### GIVEN TEXT
Assembler : The Basics
In Reversing
I.
Pieces, bits and bytes:
·
BIT - The smallest possible piece of
data. It can be either a 0 or a 1. If you put a bunch of bits together, you end
up in the 'binary number system'
i.e.
00000001 = 1 00000010 = 2 00000011 = 3 etc.
·
BYTE - A byte consists of 8 bits. It
can have a maximal value of 255 (0-255). To make it easier to read binary
numbers, we use the 'hexadecimal number system'. It's a 'base-16 system', while
binary is a 'base-2 system'
·
WORD
- A word is just 2 bytes put together or 16 bits. A word can have a maximal
value of 0FFFFh (or 65535d).
·
DOUBLE WORD - A double
word is 2 words together or 32 bits. Max value = 0FFFFFFFF (or 4294967295d).
·
KILOBYTE - 1000 bytes?
No, a kilobyte does NOT equal 1000 bytes! Actually, there are 1024 (32*32)
bytes.
·
MEGABYTE - Again, not
just 1 million bytes, but 1024*1024 or 1,048,578 bytes.
---------------------------------------------------------------------------------------------
II.
Registers:
Registers are “special places” in your computer's
memory where we can store data. You can see a register as a little box, wherein
we can store something: a name, a number, a sentence. You can see a register as
a placeholder.
On today’s average WinTel CPU you have 9 32bit
registers (w/o flag registers). Their names are:
EAX: Extended
Accumulator Register
EBX: Extended Base
Register
ECX: Extended
Counter Register
EDX: Extended Data
Register
ESI: Extended
Source Index
EDI: Extended
Destination Index
EBP: Extended Base
Pointer
ESP: Extended Stack
Pointer
EIP: Extended
Instruction Pointer
Generally the size of the registers is 32bit (=4
bytes). They can hold data from 0-FFFFFFFF (unsigned). In the beginning most
registers had certain main functions which the names imply, like ECX = Counter,
but in these days you can - nearly - use whichever register you like for a
counter or stuff (only the self defined ones, there are counter-functions which
need to be used with ECX). The functions of EAX, EBX, ECX, EDX, ESI and EDI
will be explained when I explain certain functions that use those registers. So,
there are EBP, ESP, EIP left:
EBP: EBP has
mostly to do with stack and stack frames. Nothing you really need to worry about,
when you start. ;)

### WHAT IS REQUIRED
Copy word for word the passage of the assembler basics text that starts with the words containing "00000001 = 1" and ends with "0FFFFh (or 65535d).". Rely only on the assembler basics text for what follows.

### SUPPLIED MATERIAL

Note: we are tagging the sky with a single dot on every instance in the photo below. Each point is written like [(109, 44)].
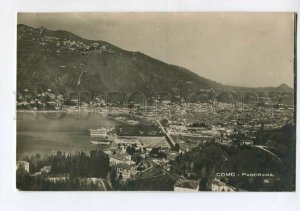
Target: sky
[(240, 49)]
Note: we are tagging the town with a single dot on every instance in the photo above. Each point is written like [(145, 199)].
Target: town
[(162, 142)]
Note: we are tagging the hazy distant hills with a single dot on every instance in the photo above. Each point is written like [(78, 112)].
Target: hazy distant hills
[(55, 59)]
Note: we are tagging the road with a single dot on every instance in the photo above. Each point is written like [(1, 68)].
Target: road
[(169, 138)]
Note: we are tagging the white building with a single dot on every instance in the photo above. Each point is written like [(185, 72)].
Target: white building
[(183, 185), (218, 186)]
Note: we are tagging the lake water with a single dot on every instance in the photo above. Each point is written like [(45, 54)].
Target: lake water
[(37, 133)]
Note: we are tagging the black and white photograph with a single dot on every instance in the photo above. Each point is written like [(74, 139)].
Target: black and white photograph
[(169, 101)]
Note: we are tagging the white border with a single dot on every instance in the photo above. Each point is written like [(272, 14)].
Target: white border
[(11, 199)]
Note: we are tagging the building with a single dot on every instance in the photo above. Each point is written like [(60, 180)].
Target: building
[(218, 186), (120, 158), (246, 142), (183, 185), (125, 171), (25, 164), (46, 169)]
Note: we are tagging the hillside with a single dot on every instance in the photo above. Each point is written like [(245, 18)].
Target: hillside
[(54, 59)]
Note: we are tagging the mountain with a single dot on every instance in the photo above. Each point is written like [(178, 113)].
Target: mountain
[(55, 59)]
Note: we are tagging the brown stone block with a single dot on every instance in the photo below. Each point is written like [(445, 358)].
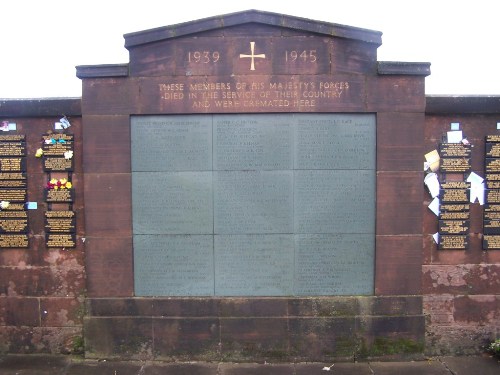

### SOLUTION TO THE PROBLEM
00000001 = 1 00000010 = 2 00000011 = 3 etc.
·
BYTE - A byte consists of 8 bits. It
can have a maximal value of 255 (0-255). To make it easier to read binary
numbers, we use the 'hexadecimal number system'. It's a 'base-16 system', while
binary is a 'base-2 system'
·
WORD
- A word is just 2 bytes put together or 16 bits. A word can have a maximal
value of 0FFFFh (or 65535d).